WHAT IS BEING ASKED: The records under this task must be duplicated exactly.
======
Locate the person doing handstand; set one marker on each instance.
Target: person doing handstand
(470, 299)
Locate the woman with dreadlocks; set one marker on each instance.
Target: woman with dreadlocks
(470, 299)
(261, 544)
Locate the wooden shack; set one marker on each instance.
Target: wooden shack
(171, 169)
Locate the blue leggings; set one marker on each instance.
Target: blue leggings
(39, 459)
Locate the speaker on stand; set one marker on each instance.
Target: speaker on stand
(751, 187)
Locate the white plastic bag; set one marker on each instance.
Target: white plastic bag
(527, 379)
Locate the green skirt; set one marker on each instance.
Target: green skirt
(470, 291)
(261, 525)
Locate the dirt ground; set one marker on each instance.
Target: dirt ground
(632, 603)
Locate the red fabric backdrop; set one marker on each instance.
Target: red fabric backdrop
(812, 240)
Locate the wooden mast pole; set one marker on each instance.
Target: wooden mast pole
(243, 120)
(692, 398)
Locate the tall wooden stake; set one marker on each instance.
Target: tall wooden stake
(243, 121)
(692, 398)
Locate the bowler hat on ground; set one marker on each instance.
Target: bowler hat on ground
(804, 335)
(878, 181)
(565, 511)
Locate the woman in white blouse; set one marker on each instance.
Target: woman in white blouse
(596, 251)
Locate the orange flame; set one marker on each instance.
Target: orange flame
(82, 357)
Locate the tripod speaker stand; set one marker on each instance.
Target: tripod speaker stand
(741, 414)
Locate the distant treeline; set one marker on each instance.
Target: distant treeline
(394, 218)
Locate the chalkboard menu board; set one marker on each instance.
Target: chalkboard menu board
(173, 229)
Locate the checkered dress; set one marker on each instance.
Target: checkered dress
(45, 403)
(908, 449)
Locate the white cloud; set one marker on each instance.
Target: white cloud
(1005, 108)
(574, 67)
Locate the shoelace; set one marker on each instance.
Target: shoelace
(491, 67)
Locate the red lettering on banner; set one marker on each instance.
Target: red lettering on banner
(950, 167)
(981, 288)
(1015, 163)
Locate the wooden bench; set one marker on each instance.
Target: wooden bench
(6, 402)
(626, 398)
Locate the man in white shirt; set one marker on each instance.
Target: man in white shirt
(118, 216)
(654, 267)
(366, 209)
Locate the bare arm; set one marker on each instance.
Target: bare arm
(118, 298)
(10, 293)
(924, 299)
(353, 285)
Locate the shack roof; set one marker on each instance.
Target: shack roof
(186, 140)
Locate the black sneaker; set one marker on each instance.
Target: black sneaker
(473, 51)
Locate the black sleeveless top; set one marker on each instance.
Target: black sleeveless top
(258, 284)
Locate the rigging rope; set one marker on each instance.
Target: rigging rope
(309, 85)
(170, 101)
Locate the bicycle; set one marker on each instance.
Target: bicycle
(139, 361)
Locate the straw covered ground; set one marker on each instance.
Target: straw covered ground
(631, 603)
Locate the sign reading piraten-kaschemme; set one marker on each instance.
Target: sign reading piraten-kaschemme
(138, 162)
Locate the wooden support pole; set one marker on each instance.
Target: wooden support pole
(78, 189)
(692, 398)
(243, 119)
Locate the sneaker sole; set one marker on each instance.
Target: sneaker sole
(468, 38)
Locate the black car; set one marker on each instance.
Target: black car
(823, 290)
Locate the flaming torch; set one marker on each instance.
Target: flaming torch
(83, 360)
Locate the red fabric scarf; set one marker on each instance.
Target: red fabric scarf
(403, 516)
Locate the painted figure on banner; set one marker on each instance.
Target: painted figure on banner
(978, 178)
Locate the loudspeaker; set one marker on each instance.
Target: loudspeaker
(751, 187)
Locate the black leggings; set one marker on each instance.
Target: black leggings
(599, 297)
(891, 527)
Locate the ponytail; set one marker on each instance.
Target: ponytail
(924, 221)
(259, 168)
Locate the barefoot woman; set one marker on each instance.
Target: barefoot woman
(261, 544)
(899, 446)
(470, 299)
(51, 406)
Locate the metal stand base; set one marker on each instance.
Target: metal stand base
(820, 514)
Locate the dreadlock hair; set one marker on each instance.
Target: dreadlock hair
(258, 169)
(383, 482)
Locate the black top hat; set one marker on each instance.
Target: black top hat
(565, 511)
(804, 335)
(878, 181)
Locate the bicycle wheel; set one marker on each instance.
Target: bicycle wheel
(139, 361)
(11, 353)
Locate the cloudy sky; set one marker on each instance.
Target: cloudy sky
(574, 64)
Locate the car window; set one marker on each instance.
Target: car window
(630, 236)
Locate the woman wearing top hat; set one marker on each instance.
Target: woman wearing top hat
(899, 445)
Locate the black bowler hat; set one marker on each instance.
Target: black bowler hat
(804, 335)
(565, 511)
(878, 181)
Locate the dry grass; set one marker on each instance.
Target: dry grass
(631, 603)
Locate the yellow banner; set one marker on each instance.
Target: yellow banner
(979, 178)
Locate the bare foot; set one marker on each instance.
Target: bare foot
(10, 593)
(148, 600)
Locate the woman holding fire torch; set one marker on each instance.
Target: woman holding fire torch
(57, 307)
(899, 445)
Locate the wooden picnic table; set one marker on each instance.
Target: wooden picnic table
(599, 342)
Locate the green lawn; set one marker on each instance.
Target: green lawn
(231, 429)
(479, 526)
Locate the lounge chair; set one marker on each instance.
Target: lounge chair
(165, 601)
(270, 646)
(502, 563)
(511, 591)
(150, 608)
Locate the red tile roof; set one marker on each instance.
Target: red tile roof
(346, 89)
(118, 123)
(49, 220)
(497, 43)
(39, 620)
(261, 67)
======
SOLUTION TO THIS TASK:
Locate the person doing handstand; set one marker on each instance.
Target: person doing handstand
(470, 299)
Locate the woman with dreadlocks; set one marker on each instance.
Target: woman with dreadlocks
(470, 299)
(261, 544)
Locate the wooden shack; set one marker on each instance.
Target: wooden shack
(171, 169)
Locate the blue leggings; set one marker on each instance.
Target: blue leggings
(39, 459)
Locate the speaker on stand; set one marker on each instance.
Target: speaker on stand
(751, 187)
Locate the white plastic bag; set one marker on each instance.
Target: white plastic bag
(527, 379)
Locate the green skirt; set one marker on each instance.
Target: green skirt
(470, 291)
(261, 525)
Locate the dirt ground; set one marker on each instance.
Target: dirt ground
(632, 603)
Locate the red fabric backdrop; set one marker on each instance.
Target: red fabric backdrop
(812, 240)
Locate the wooden mast pole; set one marker on each instance.
Target: wooden mast pole
(243, 120)
(692, 398)
Locate the tall wooden stake; set one marker on each instance.
Target: tall wooden stake
(243, 121)
(692, 398)
Locate the bowler hat on ground; set one marker on each instance.
Target: bowler hat on ground
(804, 335)
(878, 181)
(565, 511)
Locate the woman in white blouse; set one marker on each instance.
Target: woman in white blouse
(596, 251)
Locate the orange flame; set one marker on each instance.
Target: orange flame
(82, 357)
Locate the tripod speaker stand; set one marker on each instance.
Target: tripod speaker stand
(741, 414)
Locate the distant treeline; set one marker on each instance.
Target: distant treeline
(394, 218)
Locate the chalkboard menu board; set one marker on each instance.
Target: chalkboard menu board
(173, 229)
Locate the checkered dress; set one marker on each instance.
Target: checkered dress
(45, 403)
(908, 449)
Locate the white cloud; set one marker on each instance.
Target: white cloud
(1005, 108)
(574, 67)
Locate the shoelace; set one marker on each instance.
Target: shoelace
(491, 67)
Locate the red lettering on banner; set one marker on each instance.
Target: red lettering on banner
(950, 167)
(981, 288)
(1015, 163)
Locate the wooden bench; set one marker on each instance.
Target: wooden bench
(6, 402)
(626, 398)
Locate the man in white shirt; set one marker on each instance.
Target: man in white shirt
(118, 216)
(654, 267)
(366, 209)
Locate the bare arm; set one marker on each instance.
Target: bare arm
(118, 298)
(10, 293)
(924, 299)
(353, 285)
Locate the shack roof; set one marker on each instance.
Target: shack roof
(186, 140)
Locate the black sneaker; set one marker on each instance.
Target: black sneaker
(473, 51)
Locate the black sleeveless top; set one marker on each instance.
Target: black sleeveless top
(258, 284)
Locate the rigging rope; set one marker on each instance.
Target: rigging rope
(309, 85)
(170, 101)
Locate the bicycle; set one marker on each instance.
Target: bicycle
(139, 361)
Locate the straw covered ground; set one marker on each instance.
Target: straw covered ground
(631, 603)
Locate the sign reading piraten-kaschemme; set one marker on each instance.
Target: sign reading piraten-kaschemme
(138, 162)
Locate the wooden support pole; set one marker on each instance.
Target: wooden support pole
(78, 189)
(692, 398)
(243, 119)
Locate the sneaker sole; set one marker on each instance.
Target: sneaker sole
(468, 38)
Locate the black car; set one marker on each instance.
Target: black car
(823, 290)
Locate the flaming torch; set one marker on each instance.
Target: flaming torch
(83, 360)
Locate the red fabric scarf; set one marker on each instance.
Target: red fabric scarf
(403, 516)
Locate the painted figure on banner; set one marker on each instance.
Target: painted figure on banner
(978, 178)
Locate the loudspeaker; set one marker on each instance.
Target: loudspeaker
(751, 187)
Locate the black leggings; set one marker on each instance.
Target: black leggings
(599, 297)
(891, 527)
Locate the ponytail; set one marker on each instance.
Target: ponytail
(924, 221)
(259, 168)
Locate the barefoot woman; set one marker on each instance.
Target: barefoot woman
(261, 544)
(899, 446)
(470, 299)
(51, 406)
Locate the metal stand base; set one marker on each instance.
Target: metal stand base
(820, 514)
Locate the dreadlock hair; set one marker on each instance.
Target: dreadlock hair
(258, 169)
(383, 482)
Locate the black top hat; set one marker on each instance.
Target: black top hat
(565, 511)
(804, 335)
(878, 181)
Locate the bicycle wheel; set one marker on each instance.
Target: bicycle wheel
(139, 361)
(11, 353)
Locate the cloudy sky; set one marker on each instance.
Target: cloudy sky
(574, 64)
Locate the car window; set one marker on each instance.
Target: car window
(630, 236)
Locate the woman wearing top hat; set one marker on each instance.
Target: woman wearing top hat
(899, 445)
Locate the black bowler hat; set one marker on each instance.
Target: black bowler hat
(804, 335)
(565, 511)
(878, 181)
Locate the dry grass; set one marker on each instance.
Target: dry grass
(631, 603)
Locate the yellow banner; set one marker on each instance.
Target: yellow banner
(979, 178)
Locate the bare foot; set one marker on each instance.
Target: bare foot
(10, 593)
(148, 600)
Locate the woman holding fire torch; set one marker on each instance.
Target: woman holding fire torch
(57, 307)
(899, 445)
Locate the wooden picnic table; set one marker on each instance.
Target: wooden picnic table
(599, 342)
Locate the green lawn; set one marker on each instance.
Target: green lawn
(231, 429)
(479, 526)
Locate the lounge chair; set one marker on each instance.
Target: lounge chair
(165, 601)
(270, 646)
(502, 563)
(511, 591)
(150, 608)
Locate the red tile roof; set one marker on each instance.
Target: red tile roof
(346, 89)
(118, 123)
(49, 220)
(497, 43)
(39, 620)
(261, 67)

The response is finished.